→ Task statement: Turn the part of the entries that opens with the line containing "Outline every instance of the bald head." and closes with the line containing "114L63 120L63 142L102" into a Markdown table with two columns, Row for the row number and Line for the line itself, leaving out blank lines.

-- -- --

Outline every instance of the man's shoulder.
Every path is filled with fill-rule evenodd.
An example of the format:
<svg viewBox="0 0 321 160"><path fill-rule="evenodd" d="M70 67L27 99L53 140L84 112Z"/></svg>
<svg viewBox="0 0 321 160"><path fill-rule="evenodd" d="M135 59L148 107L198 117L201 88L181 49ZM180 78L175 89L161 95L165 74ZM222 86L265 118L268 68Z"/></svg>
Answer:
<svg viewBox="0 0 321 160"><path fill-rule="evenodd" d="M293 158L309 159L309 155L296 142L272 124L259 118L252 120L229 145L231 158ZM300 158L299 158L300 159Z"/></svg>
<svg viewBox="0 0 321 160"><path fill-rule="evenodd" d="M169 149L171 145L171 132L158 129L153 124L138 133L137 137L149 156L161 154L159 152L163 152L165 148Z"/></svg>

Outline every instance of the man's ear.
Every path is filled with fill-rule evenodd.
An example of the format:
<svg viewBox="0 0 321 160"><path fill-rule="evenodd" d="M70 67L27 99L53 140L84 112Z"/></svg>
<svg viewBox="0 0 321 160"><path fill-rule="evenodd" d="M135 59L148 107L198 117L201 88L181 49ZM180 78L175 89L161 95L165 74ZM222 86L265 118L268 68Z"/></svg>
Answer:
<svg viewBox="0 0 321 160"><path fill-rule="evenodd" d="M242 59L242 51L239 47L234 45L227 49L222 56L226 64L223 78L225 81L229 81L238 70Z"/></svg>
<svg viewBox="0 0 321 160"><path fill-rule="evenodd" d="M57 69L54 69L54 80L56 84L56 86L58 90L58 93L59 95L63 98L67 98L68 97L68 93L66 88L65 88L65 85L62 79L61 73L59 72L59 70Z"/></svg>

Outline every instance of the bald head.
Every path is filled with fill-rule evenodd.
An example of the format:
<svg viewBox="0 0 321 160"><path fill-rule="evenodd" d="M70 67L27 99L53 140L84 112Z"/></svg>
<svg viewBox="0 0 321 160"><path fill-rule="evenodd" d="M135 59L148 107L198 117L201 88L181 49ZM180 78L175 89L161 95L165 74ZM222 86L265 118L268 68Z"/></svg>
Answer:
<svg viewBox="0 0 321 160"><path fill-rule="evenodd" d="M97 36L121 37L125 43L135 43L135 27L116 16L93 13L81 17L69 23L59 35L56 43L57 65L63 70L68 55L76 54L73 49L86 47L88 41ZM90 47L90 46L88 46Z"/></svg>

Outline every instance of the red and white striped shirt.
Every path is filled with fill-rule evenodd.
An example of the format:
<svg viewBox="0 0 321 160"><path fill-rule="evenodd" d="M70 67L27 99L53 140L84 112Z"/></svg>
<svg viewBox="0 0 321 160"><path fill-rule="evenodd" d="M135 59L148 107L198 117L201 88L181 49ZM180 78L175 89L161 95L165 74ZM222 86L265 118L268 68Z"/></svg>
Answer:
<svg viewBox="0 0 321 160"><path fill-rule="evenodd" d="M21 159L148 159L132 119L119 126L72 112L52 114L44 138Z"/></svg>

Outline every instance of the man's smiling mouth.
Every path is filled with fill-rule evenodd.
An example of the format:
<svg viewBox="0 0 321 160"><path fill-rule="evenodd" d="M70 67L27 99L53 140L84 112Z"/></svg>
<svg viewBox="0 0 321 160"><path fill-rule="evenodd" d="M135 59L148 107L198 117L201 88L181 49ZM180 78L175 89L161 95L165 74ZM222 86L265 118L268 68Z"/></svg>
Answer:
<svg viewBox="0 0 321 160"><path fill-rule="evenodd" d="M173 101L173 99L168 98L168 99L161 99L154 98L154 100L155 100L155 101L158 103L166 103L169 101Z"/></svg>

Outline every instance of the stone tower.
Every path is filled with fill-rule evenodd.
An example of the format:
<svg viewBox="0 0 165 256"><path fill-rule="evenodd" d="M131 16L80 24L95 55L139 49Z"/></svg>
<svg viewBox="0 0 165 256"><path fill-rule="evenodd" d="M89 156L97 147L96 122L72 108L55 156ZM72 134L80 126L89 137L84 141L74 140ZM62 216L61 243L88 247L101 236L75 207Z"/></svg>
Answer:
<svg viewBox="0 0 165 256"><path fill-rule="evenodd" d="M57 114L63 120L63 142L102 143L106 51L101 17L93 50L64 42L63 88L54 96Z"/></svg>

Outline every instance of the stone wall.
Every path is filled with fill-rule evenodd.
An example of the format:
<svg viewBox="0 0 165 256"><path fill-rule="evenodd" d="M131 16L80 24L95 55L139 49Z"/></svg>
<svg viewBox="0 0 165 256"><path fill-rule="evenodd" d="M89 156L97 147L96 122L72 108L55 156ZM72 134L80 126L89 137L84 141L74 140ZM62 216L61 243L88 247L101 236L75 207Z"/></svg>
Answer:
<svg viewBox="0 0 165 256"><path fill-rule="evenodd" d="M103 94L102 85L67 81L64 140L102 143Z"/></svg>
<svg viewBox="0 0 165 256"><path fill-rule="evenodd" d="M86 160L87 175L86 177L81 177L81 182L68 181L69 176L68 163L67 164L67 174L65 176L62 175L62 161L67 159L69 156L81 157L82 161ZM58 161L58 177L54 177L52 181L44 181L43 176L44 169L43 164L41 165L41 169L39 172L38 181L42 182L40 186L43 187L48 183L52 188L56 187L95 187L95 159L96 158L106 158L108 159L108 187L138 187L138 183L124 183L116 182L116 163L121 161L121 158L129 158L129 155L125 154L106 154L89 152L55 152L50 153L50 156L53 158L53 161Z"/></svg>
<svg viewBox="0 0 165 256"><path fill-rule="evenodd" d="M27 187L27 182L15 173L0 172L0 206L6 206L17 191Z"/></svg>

-- -- --

→ Task result:
| Row | Line |
|---|---|
| 1 | Outline every instance of the bald head. |
| 2 | Every path is filled with fill-rule evenodd. |
| 3 | An example of the format: |
| 4 | <svg viewBox="0 0 321 160"><path fill-rule="evenodd" d="M70 67L27 99L53 140L84 112Z"/></svg> |
| 5 | <svg viewBox="0 0 321 160"><path fill-rule="evenodd" d="M135 59L148 107L198 117L201 88L181 49ZM180 78L175 89L161 95L165 74ZM222 86L265 118L268 68Z"/></svg> |
| 6 | Answer: |
| 7 | <svg viewBox="0 0 321 160"><path fill-rule="evenodd" d="M97 36L121 37L125 43L135 43L135 27L116 16L93 13L81 17L69 23L59 35L56 43L57 65L63 70L68 55L76 54L73 49L86 47L88 41ZM90 47L90 46L88 46Z"/></svg> |
| 8 | Outline every instance of the red and white striped shirt. |
| 9 | Every path is filled with fill-rule evenodd. |
| 10 | An example of the format: |
| 11 | <svg viewBox="0 0 321 160"><path fill-rule="evenodd" d="M70 67L27 99L53 140L84 112Z"/></svg> |
| 12 | <svg viewBox="0 0 321 160"><path fill-rule="evenodd" d="M135 59L148 107L198 117L201 88L181 49ZM180 78L175 89L161 95L165 74ZM222 86L265 118L268 68Z"/></svg> |
| 13 | Answer: |
| 14 | <svg viewBox="0 0 321 160"><path fill-rule="evenodd" d="M21 159L148 159L132 119L119 126L72 112L52 114L44 138Z"/></svg> |
| 15 | Outline every instance of the man's smiling mouth. |
| 16 | Every path is filled with fill-rule evenodd. |
| 17 | An example of the format: |
| 18 | <svg viewBox="0 0 321 160"><path fill-rule="evenodd" d="M70 67L27 99L53 140L84 112Z"/></svg> |
| 19 | <svg viewBox="0 0 321 160"><path fill-rule="evenodd" d="M135 59L148 107L198 117L201 88L181 49ZM180 78L175 89L161 95L165 74ZM222 86L265 118L268 68Z"/></svg> |
| 20 | Answer: |
| 21 | <svg viewBox="0 0 321 160"><path fill-rule="evenodd" d="M173 101L173 99L168 98L168 99L161 99L154 98L154 100L155 100L155 101L158 103L166 103L169 101Z"/></svg> |
| 22 | Outline every instance of the stone tower. |
| 23 | Every path is filled with fill-rule evenodd. |
| 24 | An example of the format: |
| 25 | <svg viewBox="0 0 165 256"><path fill-rule="evenodd" d="M131 16L80 24L95 55L139 49Z"/></svg> |
| 26 | <svg viewBox="0 0 165 256"><path fill-rule="evenodd" d="M89 156L97 147L96 122L72 108L55 156ZM72 134L80 126L89 137L84 141L74 140ZM62 216L61 243L88 247L101 236L75 207Z"/></svg> |
| 27 | Answer: |
| 28 | <svg viewBox="0 0 165 256"><path fill-rule="evenodd" d="M57 114L63 120L63 142L102 143L106 51L101 17L93 50L64 42L63 88L54 96Z"/></svg> |